▶ Passage to read
---+---

Data Science Service: Health care use cases

Oracle Cloud Infrastructure Data Science (OCI) Data Science is a fully managed, serverless platform for data science teams to build, train, and manage machine learning models.

Data Science integrates with the rest of the OCI stack, including Oracle Functions, Data Flow, Autonomous Data Warehouse, and Object Storage. Oracle Accelerated Data Science (ADS) software developer kit (SDK) is a Python library that's included as part of the Data Science service, which has many functions and objects that automate or simplify the steps in the data science workflow, including connecting to data, exploring and visualizing data, training a model with AutoML, evaluating models, and explaining models. ADS also provides a simple interface to access the Data Science service model catalog and other OCI services, including Object Storage.

Architecture

This flexible architecture supports multiple scenarios across integrated health networks based on Oracle Machine Learning service, combining Autonomous Data Warehouse and Data Science platforms.

In addition to Data Science and Autonomous Data Warehouse, this architecture also uses Data Catalog, Oracle APEX Application Development, and Oracle Analytics Cloud. It also uses OCI Compute instances to host applications that can dynamically stream wearable device data to either Autonomous Data Warehouse or Object Storage. This architecture serves multiple purposes, including storing important data in secure, reliable, and quick-retrieval storage, and building and deploying the applications and machine learning modules in short periods of time.

The following diagram illustrates this reference architecture.

Description of architecture-datascience-use-cases.png follows
Description of the illustration architecture-datascience-use-cases.png

The architecture has the following components:

  • Region

    An Oracle Cloud Infrastructure region is a localized geographic area that contains one or more data centers, called availability domains. Regions are independent of other regions, and vast distances can separate them (across countries or even continents).

---+---

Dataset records
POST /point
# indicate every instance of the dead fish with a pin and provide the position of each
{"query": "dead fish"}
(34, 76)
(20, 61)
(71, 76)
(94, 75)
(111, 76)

---+---

▶ Written tasks
a. Convert the dataset records into a Markdown table with the columns "No." and "Line," giving each non-blank line its own row in order.
b. Continue the passage on the OCI Data Science health care architecture, starting after its final sentence.

▶ Expected answers
a.
| No. | Line |
|---|---|
| 1 | POST /point |
| 2 | # indicate every instance of the dead fish with a pin and provide the position of each |
| 3 | {"query": "dead fish"} |
| 4 | (34, 76) |
| 5 | (20, 61) |
| 6 | (71, 76) |
| 7 | (94, 75) |
| 8 | (111, 76) |

b.
  • Availability domains

    Availability domains are standalone, independent data centers within a region. The physical resources in each availability domain are isolated from the resources in the other availability domains, which provides fault tolerance. Availability domains don’t share infrastructure such as power or cooling, or the internal availability domain network. So, a failure at one availability domain is unlikely to affect the other availability domains in the region.

  • Fault domains

    A fault domain is a grouping of hardware and infrastructure within an availability domain. Each availability domain has three fault domains with independent power and hardware. When you distribute resources across multiple fault domains, your applications can tolerate physical server failure, system maintenance, and power failures inside a fault domain.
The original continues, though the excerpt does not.